SHORT EXERCISE
Return every line of the records below word for word, leaving out the pictures.

AVAILABLE RECORDS

+++

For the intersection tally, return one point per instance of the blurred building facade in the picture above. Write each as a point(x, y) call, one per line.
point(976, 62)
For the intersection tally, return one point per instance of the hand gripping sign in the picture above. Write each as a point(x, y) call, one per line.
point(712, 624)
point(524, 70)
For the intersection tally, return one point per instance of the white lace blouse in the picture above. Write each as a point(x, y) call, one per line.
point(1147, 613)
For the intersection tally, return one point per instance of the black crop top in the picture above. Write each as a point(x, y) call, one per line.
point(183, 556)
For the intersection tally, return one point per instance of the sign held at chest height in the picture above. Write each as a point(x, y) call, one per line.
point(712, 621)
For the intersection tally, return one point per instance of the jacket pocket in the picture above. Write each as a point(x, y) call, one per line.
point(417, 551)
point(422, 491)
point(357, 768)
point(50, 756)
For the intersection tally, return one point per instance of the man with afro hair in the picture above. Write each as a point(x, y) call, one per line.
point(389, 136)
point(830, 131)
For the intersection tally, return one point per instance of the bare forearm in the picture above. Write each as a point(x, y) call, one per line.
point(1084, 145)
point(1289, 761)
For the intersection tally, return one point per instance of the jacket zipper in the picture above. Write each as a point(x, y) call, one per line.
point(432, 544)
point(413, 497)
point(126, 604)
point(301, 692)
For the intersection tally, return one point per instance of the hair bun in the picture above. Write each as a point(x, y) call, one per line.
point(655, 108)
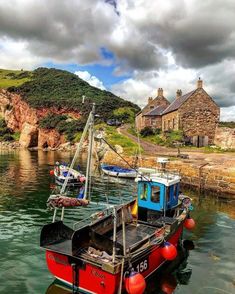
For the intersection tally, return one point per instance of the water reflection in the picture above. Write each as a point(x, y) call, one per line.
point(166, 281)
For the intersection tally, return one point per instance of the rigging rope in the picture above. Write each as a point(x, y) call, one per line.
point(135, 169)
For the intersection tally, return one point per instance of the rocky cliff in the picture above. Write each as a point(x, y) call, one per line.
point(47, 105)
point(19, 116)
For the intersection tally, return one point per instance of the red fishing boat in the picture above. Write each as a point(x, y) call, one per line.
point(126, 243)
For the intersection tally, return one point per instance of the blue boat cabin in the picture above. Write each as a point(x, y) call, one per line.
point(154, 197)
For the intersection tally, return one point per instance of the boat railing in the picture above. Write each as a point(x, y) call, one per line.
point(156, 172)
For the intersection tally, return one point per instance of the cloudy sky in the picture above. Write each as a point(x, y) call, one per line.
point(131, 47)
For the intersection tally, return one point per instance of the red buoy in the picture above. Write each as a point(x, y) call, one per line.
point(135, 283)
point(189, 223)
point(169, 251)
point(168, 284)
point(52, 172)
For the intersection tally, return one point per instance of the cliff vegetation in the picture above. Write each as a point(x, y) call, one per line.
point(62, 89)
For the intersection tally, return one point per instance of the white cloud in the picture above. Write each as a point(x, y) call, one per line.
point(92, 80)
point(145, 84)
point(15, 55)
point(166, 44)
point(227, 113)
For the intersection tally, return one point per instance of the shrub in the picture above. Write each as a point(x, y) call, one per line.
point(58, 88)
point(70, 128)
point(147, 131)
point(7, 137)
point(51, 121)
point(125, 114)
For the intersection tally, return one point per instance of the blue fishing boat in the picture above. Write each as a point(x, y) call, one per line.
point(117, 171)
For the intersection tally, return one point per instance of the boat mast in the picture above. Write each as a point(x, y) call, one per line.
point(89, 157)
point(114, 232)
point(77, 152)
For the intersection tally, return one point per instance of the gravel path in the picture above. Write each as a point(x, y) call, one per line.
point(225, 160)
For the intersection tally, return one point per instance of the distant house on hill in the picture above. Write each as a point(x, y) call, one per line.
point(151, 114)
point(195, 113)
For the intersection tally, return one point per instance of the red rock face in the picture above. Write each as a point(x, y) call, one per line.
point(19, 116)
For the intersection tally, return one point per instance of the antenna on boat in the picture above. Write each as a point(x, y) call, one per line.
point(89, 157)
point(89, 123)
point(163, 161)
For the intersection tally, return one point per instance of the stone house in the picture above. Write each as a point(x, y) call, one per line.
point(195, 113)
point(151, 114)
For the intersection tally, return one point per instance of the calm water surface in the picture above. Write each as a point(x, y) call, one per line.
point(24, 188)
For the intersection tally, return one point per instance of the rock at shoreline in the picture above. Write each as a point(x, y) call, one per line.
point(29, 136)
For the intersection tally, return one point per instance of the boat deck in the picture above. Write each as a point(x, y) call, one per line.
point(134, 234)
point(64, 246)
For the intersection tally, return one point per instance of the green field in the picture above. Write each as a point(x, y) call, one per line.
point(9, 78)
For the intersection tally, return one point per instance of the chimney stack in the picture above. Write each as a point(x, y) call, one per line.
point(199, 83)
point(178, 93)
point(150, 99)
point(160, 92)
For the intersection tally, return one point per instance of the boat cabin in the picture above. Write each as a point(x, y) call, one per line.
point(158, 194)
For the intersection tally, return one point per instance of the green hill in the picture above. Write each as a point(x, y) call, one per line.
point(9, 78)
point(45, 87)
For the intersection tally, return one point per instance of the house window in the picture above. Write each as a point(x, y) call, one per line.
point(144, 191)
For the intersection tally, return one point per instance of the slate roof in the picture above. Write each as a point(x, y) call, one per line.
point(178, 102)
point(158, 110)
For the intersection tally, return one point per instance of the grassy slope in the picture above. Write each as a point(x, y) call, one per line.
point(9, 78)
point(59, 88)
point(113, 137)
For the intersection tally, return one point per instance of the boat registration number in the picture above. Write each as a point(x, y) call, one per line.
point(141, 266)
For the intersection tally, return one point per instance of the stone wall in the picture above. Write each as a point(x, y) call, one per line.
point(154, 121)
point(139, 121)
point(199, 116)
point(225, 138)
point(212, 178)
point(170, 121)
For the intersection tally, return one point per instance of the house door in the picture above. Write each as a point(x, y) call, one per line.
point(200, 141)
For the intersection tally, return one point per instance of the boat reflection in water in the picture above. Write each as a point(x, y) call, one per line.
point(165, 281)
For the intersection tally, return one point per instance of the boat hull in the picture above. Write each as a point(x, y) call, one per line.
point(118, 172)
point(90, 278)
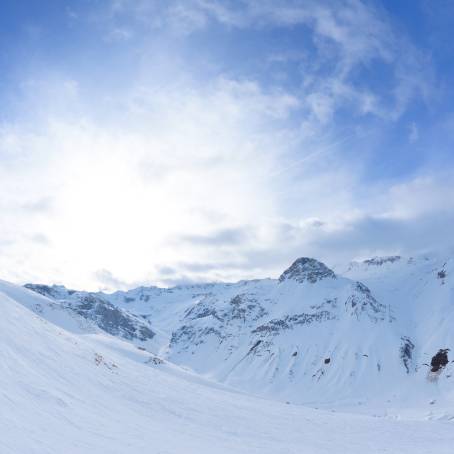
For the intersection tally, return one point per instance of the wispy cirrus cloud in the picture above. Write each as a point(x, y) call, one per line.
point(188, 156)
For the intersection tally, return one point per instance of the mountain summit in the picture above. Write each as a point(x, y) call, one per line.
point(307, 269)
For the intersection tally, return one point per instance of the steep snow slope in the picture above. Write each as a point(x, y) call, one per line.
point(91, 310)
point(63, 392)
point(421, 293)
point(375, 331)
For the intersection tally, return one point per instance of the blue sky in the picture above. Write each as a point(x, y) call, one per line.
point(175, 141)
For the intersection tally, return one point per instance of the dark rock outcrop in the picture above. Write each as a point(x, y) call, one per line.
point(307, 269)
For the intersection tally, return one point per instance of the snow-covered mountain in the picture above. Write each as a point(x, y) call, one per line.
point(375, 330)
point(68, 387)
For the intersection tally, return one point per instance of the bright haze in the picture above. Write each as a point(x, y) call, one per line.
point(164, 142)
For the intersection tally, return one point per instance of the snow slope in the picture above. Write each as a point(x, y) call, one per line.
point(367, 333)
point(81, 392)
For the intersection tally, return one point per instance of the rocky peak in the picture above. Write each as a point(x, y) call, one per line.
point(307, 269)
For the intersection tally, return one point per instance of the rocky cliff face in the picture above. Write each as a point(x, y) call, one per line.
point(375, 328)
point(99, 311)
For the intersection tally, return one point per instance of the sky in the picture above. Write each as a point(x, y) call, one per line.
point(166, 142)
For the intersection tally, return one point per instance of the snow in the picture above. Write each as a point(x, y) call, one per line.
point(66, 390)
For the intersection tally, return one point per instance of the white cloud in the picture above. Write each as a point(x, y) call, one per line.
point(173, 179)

+++

ANSWER TO THE TASK
For the intersection tally, return one point per instance of the blurred building facade in the picture above. Write each as a point(x, y) call, one per line.
point(976, 62)
For the intersection tally, return one point per instance of the hand gripping sign in the picture above. Write each as a point(x, y) call, one per line.
point(712, 624)
point(524, 70)
For the intersection tally, return one point per instance of the white lace blouse in the picture above. Write each as a point(x, y) call, one per line.
point(1147, 613)
For the intersection tally, return one point per instance of the black crop top in the picture above. Write each as a point(x, y) call, one per line.
point(183, 556)
For the intersection tally, return one point per instance of the sign held at chest height in the picture above. Write each as a point(x, y) call, one per line.
point(712, 621)
For the intersection tally, return one point per instance of the jacket pocket in the picture above. Write each as a point(x, y) call, one per line.
point(417, 551)
point(422, 491)
point(357, 768)
point(50, 756)
For the intersection tally, return one point per instance of the man with afro hair in the picture above. Write each as a point(x, y) call, one per line.
point(389, 136)
point(830, 131)
For the intersection tally, return one point per instance of the bare forearm in the picture above. Write each as a point(x, y) call, one per line.
point(1084, 145)
point(1289, 761)
For the intersection tally, return one point per instance of the jacket zipper in the picture above. Write each as a point(x, y) call, one per line.
point(432, 544)
point(413, 497)
point(126, 604)
point(301, 692)
For the intersection tally, return one point per instance of the hair bun in the picture above. Write each as a point(x, y) call, one per line.
point(655, 108)
For the intersection tally, return one point per instance of the water reflection in the picture above. Write each as a point(x, y) call, one per line.
point(166, 281)
For the intersection tally, return one point per instance of the rigging rope in the picture above. Write each as a point(x, y) call, one per line.
point(135, 169)
For the intersection tally, return one point per instance of the rocky cliff in the picture above. Write each as a point(x, y) call, one per line.
point(47, 105)
point(19, 116)
For the intersection tally, return one point per instance of the red fishing boat in the picture above. Write each as a point(x, y) call, one per line.
point(126, 243)
For the intersection tally, return one point per instance of the blue boat cabin in the picture above. Write each as a point(x, y) call, one per line.
point(154, 197)
For the intersection tally, return one point per instance of the boat railing in the picture above. Write each as a point(x, y) call, one per line.
point(156, 172)
For the intersection tally, return one point per instance of the cloudy sky in the picture above. Write each as a point(x, y) call, one per line.
point(131, 47)
For the intersection tally, return one point per instance of the red buoy in the picture above. Write each as a point(x, y) call, one per line.
point(135, 283)
point(189, 223)
point(169, 251)
point(168, 284)
point(52, 172)
For the intersection tally, return one point per instance of the cliff vegetation in the picture above. Write each as a point(x, y) call, one per line.
point(62, 89)
For the intersection tally, return one point per instance of the white cloud in the picture above. Write each as a point(x, y) call, one per line.
point(92, 80)
point(145, 84)
point(15, 55)
point(166, 44)
point(227, 113)
For the intersection tally, return one point per instance of the shrub in the picture above. Write each as a point(x, y) call, one per line.
point(58, 88)
point(70, 128)
point(147, 131)
point(7, 137)
point(51, 121)
point(125, 114)
For the intersection tally, return one point per instance of the blue fishing boat in the picture above. Write each as a point(x, y) call, one per line.
point(117, 171)
For the intersection tally, return one point per instance of the boat mast in the picture above. Write each as a point(x, y) call, one per line.
point(89, 157)
point(114, 232)
point(77, 152)
For the intersection tally, return one point per instance of the gravel path in the picture above. Write each as a point(x, y) call, one per line.
point(225, 160)
For the intersection tally, return one point per instance of the distant house on hill in the picture above. Write each as a point(x, y) call, one per line.
point(151, 114)
point(195, 113)
For the intersection tally, return one point per instance of the red rock face in the picture above. Write each as a point(x, y) call, one per line.
point(19, 116)
For the intersection tally, return one point per instance of the antenna on boat in the picture above. Write each as a point(x, y) call, one per line.
point(89, 157)
point(89, 123)
point(163, 161)
For the intersection tally, return one point per instance of the stone house in the picture above. Write each as a point(x, y) call, one per line.
point(195, 113)
point(151, 114)
For the intersection tally, return one point per instance of the calm water surface in the picture above. Write each as a point(x, y) call, one per line.
point(24, 188)
For the intersection tally, return one point per instance of the rock at shoreline in the picture above. Write each as a point(x, y) call, one per line.
point(29, 136)
For the intersection tally, return one point per instance of the boat deck in the picture above. Write each as a point(x, y) call, one per line.
point(134, 234)
point(64, 246)
For the intersection tally, return one point per instance of the green field in the picture above. Write each as a point(x, y) call, one per line.
point(9, 78)
For the intersection tally, return one point per instance of the chimney stack in the picture above. Write each as a point(x, y) call, one per line.
point(199, 83)
point(178, 93)
point(150, 99)
point(160, 92)
For the intersection tally, return one point per instance of the boat cabin in the picture above. Write each as a point(x, y) call, one per line.
point(158, 194)
For the intersection tally, return one point per instance of the green hill in the picture above. Write each as a point(x, y) call, one per line.
point(9, 78)
point(45, 87)
For the intersection tally, return one point per instance of the house window in the picture above. Write each as a point(x, y) call, one per line.
point(144, 191)
For the intersection tally, return one point per instance of the slate roof in the picture above. Write each as a point(x, y) call, one per line.
point(178, 102)
point(158, 110)
For the intersection tally, return one point per instance of the grassy slope in the picture above. Write each as a point(x, y) call, one per line.
point(9, 78)
point(59, 88)
point(113, 137)
For the intersection tally, return one point per instance of the boat registration number in the picture above. Write each as a point(x, y) call, one per line.
point(141, 266)
For the intersection tally, return one point per instance of the stone wall in the picture above. Write each as a point(x, y) call, one per line.
point(154, 121)
point(139, 121)
point(199, 116)
point(225, 138)
point(212, 178)
point(170, 121)
For the intersection tally, return one point per instance of the house door in the picture above. Write each as a point(x, y) call, one per line.
point(200, 141)
For the intersection tally, return one point per instance of the boat reflection in water in the picture above. Write each as a point(x, y) call, one per line.
point(165, 281)
For the intersection tally, return one point per instance of the boat hull in the picture above. Write each as a point(x, y) call, one per line.
point(118, 172)
point(90, 278)
For the intersection tally, return one point per instance of the wispy cirrus cloud in the picture above. Write each as a point(x, y) call, one per line.
point(188, 156)
For the intersection tally, return one point per instance of the mountain summit in the picture above. Write each as a point(x, y) call, one per line.
point(307, 269)
For the intersection tally, return one point per instance of the steep snow slope in the picture above. Write each as a point(x, y) call, one per line.
point(91, 310)
point(63, 392)
point(421, 293)
point(375, 331)
For the intersection tally, return one point per instance of the blue sky in the picture above. Write each as a point(x, y) call, one per line.
point(175, 141)
For the intersection tally, return one point per instance of the dark rock outcrop in the picture above. Write each as a point(x, y) call, one per line.
point(307, 269)
For the intersection tally, return one point per instance of the snow-covered mountain in the picture above. Write each as a point(x, y) call, one per line.
point(375, 330)
point(68, 387)
For the intersection tally, return one point per instance of the bright haze in the picture above. Write each as a point(x, y) call, one per line.
point(164, 142)
For the intersection tally, return one point per instance of the snow slope in the picture above. Write each as a point(x, y) call, one per line.
point(367, 333)
point(81, 392)
For the intersection tally, return one point per instance of the rocky peak in the picture above. Write each as a point(x, y) call, one per line.
point(307, 269)
For the intersection tally, return one point per instance of the rocky cliff face in the picture above. Write each as a point(x, y) call, one per line.
point(375, 328)
point(99, 311)
For the intersection tally, return one point per instance of the sky in the picture above. Write each as a point(x, y) call, one per line.
point(166, 142)
For the intersection tally, return one point per instance of the snow in the picture above. Write each as a point(x, y) call, one per line.
point(66, 390)
For the intersection tally, return one point per instance of the white cloud in the picture above. Write each as a point(x, y) call, one per line.
point(173, 179)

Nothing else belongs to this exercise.